SELECTION
--------------------------------------------------

The wrapper changed package-manager expectations. A developer may install `gradle` with Homebrew to bootstrap or run ad hoc builds, but many repositories prefer `./gradlew` so the checked-in wrapper properties select the project Gradle version. This made Gradle unusually friendly to mixed-version repositories and CI environments.

Gradle also became a platform for build-performance tooling. Official docs and adjacent Gradle products emphasize build scans, daemon reuse, build cache, configuration cache, and profiling workflows, reflecting a culture where the build tool is both dependency resolver and performance-critical infrastructure.

### How it is used

At the command line, developers run tasks such as `gradle build`, `gradle test`, or `gradle clean build`, but Gradle documentation recommends the wrapper for most existing projects. Build scripts define tasks, plugins, dependencies, repositories, and project conventions.

The common files are package-ecosystem signals: `settings.gradle` or `settings.gradle.kts` defines root and subprojects; `build.gradle` or `build.gradle.kts` defines build logic; `gradle.properties` configures Gradle or project properties; and files under the Gradle user home configure user-wide behavior such as init scripts.

Gradle's DSL and plugin system make it a host for ecosystems rather than only a command runner. Java, Groovy, Kotlin, Scala, Android, C/C++, JavaScript, and Kotlin Multiplatform projects all appear in the official documentation as supported languages or frameworks.

--------------------------------------------------

Data listing
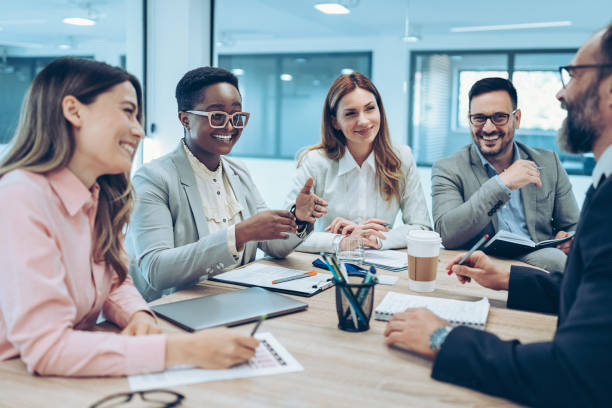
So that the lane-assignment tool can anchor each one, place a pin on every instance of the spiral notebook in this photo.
(457, 312)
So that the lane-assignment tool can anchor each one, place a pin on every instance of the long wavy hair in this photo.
(44, 142)
(333, 141)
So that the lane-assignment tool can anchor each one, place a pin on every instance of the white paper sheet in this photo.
(270, 358)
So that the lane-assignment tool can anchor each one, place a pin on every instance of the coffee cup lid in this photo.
(427, 236)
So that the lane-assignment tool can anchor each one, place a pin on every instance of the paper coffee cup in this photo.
(423, 248)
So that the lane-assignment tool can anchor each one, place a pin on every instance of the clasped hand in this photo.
(521, 173)
(369, 230)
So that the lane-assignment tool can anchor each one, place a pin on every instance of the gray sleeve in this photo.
(151, 235)
(565, 211)
(458, 219)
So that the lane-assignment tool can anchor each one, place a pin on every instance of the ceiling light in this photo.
(512, 26)
(80, 21)
(332, 8)
(411, 38)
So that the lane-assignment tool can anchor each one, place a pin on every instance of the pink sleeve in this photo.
(123, 301)
(38, 309)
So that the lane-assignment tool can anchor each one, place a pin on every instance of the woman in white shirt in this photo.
(364, 178)
(198, 211)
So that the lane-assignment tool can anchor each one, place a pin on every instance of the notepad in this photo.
(386, 259)
(511, 245)
(262, 275)
(457, 312)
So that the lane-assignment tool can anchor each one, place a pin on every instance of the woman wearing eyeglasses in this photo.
(198, 211)
(365, 179)
(65, 197)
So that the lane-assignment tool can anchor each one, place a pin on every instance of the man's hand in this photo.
(521, 173)
(264, 226)
(412, 330)
(309, 206)
(141, 323)
(567, 245)
(479, 267)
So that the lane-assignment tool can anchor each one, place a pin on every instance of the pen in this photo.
(294, 277)
(261, 319)
(475, 248)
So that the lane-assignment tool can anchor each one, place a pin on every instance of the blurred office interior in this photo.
(423, 56)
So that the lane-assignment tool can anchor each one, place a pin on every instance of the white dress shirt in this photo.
(603, 166)
(220, 205)
(354, 193)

--------------------------------------------------

WORK TO DO
Continue the passage on Gradle, picking up right after its final sentence.

RESPONSE
### Why package nerds care

Gradle is significant to package nerds because it is itself a package manager, dependency resolver, task scheduler, and project metadata interpreter. A Gradle installation can decide which artifacts are fetched, how versions are aligned, when tasks are up to date, and which generated outputs are reproducible.

It also forces distribution questions: should a system package provide one Gradle CLI, should a project use the wrapper, how should checksums and distribution URLs be audited, and how should old major versions remain available when enterprise or Android builds cannot immediately migrate?

For Homebrew, the unversioned `gradle` formula serves users who want a general CLI installation, while versioned formulae such as `gradle@7` and `gradle@8` serve projects pinned to a major line.

### Timeline

- 2009: The official release index lists Gradle 0.8.
- 2012: Gradle 1.0 released with rebuilt dependency resolution, improved dependency cache, daemon performance work, quality plugins, and Tooling API emphasis.
- 2014: Gradle 2.0 improved performance, memory efficiency, dependency management, and incremental build support.
- 2016: Gradle 3.0 enabled the daemon by default and improved IDE/Kotlin DSL support.
- 2017: Gradle 4.0 made build cache production-ready for Java and Groovy compilation.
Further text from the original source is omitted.